● **Estratto**:

• • • • • • •

Con due nuove risposte ad interpello l’Agenzia delle Entrate torna a porre l’accento sul concetto di residenza fiscale nel territorio dello Stato come requisito essenziale per beneficiare dei regimi agevolati per il rientro in Italia. Tra il trasferimento della residenza e l’attività lavorativa in Italia, si ribadisce, deve esserci un nesso di causalità.
In particolare, con l’interpello n.33/2018, si discute dell’applicabilità del beneficio di cui all’art.44 del DL 78/2010 (esclusione ai fini IRPEF del 90% dei compensi percepiti da docenti e ricercatori che rientrano in Italia per un totale di 4 periodi d’imposta). Come ricordato nella risposta in esame, il poter beneficiare di tale regime agevolato è subordinato alla presenza di una serie di requisiti, tra i quali (..) c) aver svolto all’estero documentata attività di ricerca o docenza per almeno due anni continuativi (…) d) svolgere l’attività di docenza e ricerca in Italia; e) acquisire la residenza fiscale nel territorio dello Stato.
La risposta dell’Agenzia delle Entrate si sofferma proprio su tale ultimo punto e), e richiamando la precedente circolare n.17/2017 conferma come “la norma prevede espressamente che il docente o il ricercatore acquisisca la residenza fiscale nel territorio dello Stato e ciò avvenga in conseguenza dello svolgimento dell’attività lavorativa in Italia”.
A tal proposito – chiarisce e ribadisce l’Amministrazione Finanziaria – per definire il concetto di residenza occorre fare riferimento alle disposizioni contenute nell’articolo 2 del TUIR, il quale considera residenti in Italia le persone fisiche che, per la maggior parte del periodo d’imposta (183 giorni o 184 giorni in caso di anno bisestile), sono iscritte nelle anagrafi della popolazione residente o hanno nel territorio dello Stato la residenza o il domicilio ai sensi del codice civile. Tali condizioni sono tra loro alternative, per cui la sussistenza anche di una sola di esse e? sufficiente a qualificare, ai fini fiscali, un soggetto residente in Italia.
L’attività svolta alle dipendenze di un istituto di ricerca italiano presuppone quindi, per la fruizione dell’agevolazione in argomento, che il dipendente diventi fiscalmente residente in Italia e che sia ravvisabile un collegamento fra il rientro in Italia e l’inizio dell’attività – come sopra precisato – di docenza o ricerca nel territorio dello Stato.
Nel caso in esame il ricercatore ha stipulato un contratto di lavoro a tempo determinato nell’ottobre 2015, – per il quale l’attività lavorativa, come precisato dalla circolare n.17/2017, “si considera iniziata, (…), alla data da cui decorrono l’obbligo della prestazione lavorativa e l’obbligo della remunerazione” – ma non ha fatto seguire l’acquisizione della residenza fiscale in Italia già dal periodo d’imposta 2016, avendo invece continuato a svolgere la sua attività all’estero fino al settembre 2017.

• • • • • • •

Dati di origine
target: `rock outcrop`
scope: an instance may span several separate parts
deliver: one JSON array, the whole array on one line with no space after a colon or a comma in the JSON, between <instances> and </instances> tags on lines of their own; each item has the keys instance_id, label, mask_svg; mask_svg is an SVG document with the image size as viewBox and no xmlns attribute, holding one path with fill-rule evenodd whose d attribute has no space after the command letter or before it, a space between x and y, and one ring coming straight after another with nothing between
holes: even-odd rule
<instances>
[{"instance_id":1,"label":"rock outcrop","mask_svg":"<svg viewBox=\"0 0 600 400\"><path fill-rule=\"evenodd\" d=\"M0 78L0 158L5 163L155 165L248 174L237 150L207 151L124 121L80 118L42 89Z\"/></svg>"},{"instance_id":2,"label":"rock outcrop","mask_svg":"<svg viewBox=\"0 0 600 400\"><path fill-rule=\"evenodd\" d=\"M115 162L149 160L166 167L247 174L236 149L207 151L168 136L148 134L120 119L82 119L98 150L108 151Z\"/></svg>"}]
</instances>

• • • • • • •

● **Compiti da svolgere**:
1. Ricopia dall'articolo sulla residenza fiscale il passo che comincia con le parole contenenti "In particolare, con" e termina con "fiscale nel territorio dello Stato.".
2. Rispondi alle seguenti domande basandoti sull'articolo sulla residenza fiscale.
(a) Per quanti periodi d'imposta si applica l'esclusione ai fini IRPEF prevista dall'art.44 del DL 78/2010?
(b) Quale articolo del TUIR occorre richiamare per definire il concetto di residenza?
(c) Fino a quale mese e anno il ricercatore ha continuato a svolgere la sua attività all'estero?
3. Prosegui l'articolo sulla residenza fiscale a partire dall'ultima frase riportata.

● **Risposte ai compiti**:
1.
In particolare, con l’interpello n.33/2018, si discute dell’applicabilità del beneficio di cui all’art.44 del DL 78/2010 (esclusione ai fini IRPEF del 90% dei compensi percepiti da docenti e ricercatori che rientrano in Italia per un totale di 4 periodi d’imposta). Come ricordato nella risposta in esame, il poter beneficiare di tale regime agevolato è subordinato alla presenza di una serie di requisiti, tra i quali (..) c) aver svolto all’estero documentata attività di ricerca o docenza per almeno due anni continuativi (…) d) svolgere l’attività di docenza e ricerca in Italia; e) acquisire la residenza fiscale nel territorio dello Stato.

2.
(a) 4 periodi d'imposta.
(b) L'articolo 2 del TUIR.
(c) Settembre 2017.

3.
Da ciò deriva, secondo le conclusioni dell’Amministrazione Finanziaria, che il rientro del ricercatore in Italia nel 2017 e la sua contestuale iscrizione nell’anagrafe della popolazione residente non soddisfino la ratio della norma e non consentono pertanto l’applicazione del regime agevolato. Questo perché il trasferimento della sua residenza fiscale sarebbe avvenuto successivamente all’instaurarsi del rapporto di lavoro per svolgere attività di ricerca in Italia, il che “fa si? che non sia ravvisabile un nesso tra i due eventi e, quindi, non risulta soddisfatta la vis attrattiva della norma”.
A conferma di ciò la risposta all’interpello 32, sempre dello stesso 11 ottobre, nel quale, in riferimento ad un caso di applicazione della norma analoga contenuta nel D.Lgs 147 2015 ( “regime speciale per lavoratori impatriati” con alte qualificazioni e specializzazioni, cui compete uno sgravio del 50% a partire dall’anno in cui avviene il trasferimento della residenza fiscale e per i 4 anni successivi) l’Agenzia delle Entrate da’ parere positivo sull’applicabilità dell’agevolazione nei confronti di un cittadino italiano iscritto AIRE dal 2012 al 2018 che, assunto nel 2018 con contratto a tempo indeterminato in Italia, al rientro si è subito iscritto all’Anagrafe della popolazione residente.
Anche in questo caso il beneficio è espressamente subordinato al soddisfacimento delle condizioni precedenti al rientro (con richiamo espresso a quanto già enunciato con la risoluzione 51/2018 in cui si legge che “la scrivente ritiene che, per tali soggetti, la residenza all’estero per almeno due periodi d’imposta costituisca il periodo minimo sufficiente ad integrare il requisito della non residenza nel territorio dello Stato e a consentire, pertanto, l’accesso al regime agevolativo”) ed al trasferimento della residenza in Italia, ancora una volta, in applicazione delle condizioni ex art. 2 del TUIR.